Rewrite the listing below with every "single point" changed to "single marker", keeping everything else the same.

[Object location annotation data]
····················
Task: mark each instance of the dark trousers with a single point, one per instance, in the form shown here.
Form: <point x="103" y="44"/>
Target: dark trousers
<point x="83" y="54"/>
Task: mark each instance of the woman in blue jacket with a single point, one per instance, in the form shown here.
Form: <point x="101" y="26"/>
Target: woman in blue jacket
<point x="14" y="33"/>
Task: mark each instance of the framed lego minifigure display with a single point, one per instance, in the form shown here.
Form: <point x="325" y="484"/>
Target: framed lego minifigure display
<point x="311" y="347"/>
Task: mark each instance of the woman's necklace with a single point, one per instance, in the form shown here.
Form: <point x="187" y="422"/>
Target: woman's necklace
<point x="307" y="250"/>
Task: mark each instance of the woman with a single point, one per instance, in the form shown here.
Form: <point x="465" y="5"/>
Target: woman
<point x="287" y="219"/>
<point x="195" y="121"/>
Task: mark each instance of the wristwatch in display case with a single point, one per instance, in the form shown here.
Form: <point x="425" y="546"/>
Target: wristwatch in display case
····················
EXPECTED ANSWER:
Task: mark each instance of the dark trousers with a single marker, one per instance, in the form shown here.
Form: <point x="103" y="44"/>
Target: dark trousers
<point x="83" y="54"/>
Task: mark each instance of the woman in blue jacket with a single marker, one per instance, in the form shown here.
Form: <point x="101" y="26"/>
Target: woman in blue jacket
<point x="14" y="33"/>
Task: mark each instance of the framed lego minifigure display with a single marker, one per instance, in the form shown here.
Form: <point x="325" y="484"/>
Target: framed lego minifigure display
<point x="311" y="347"/>
Task: mark each instance of the woman's necklace with a single marker, one per instance, in the form shown here.
Form: <point x="187" y="422"/>
Target: woman's necklace
<point x="307" y="250"/>
Task: mark each instance of the woman with a single marker, one per instance, in the form shown here.
Form: <point x="465" y="5"/>
Target: woman
<point x="287" y="219"/>
<point x="195" y="121"/>
Task: mark each instance of the wristwatch in display case with a single marker, one per instance, in the form shown here.
Form: <point x="425" y="546"/>
Target: wristwatch in display case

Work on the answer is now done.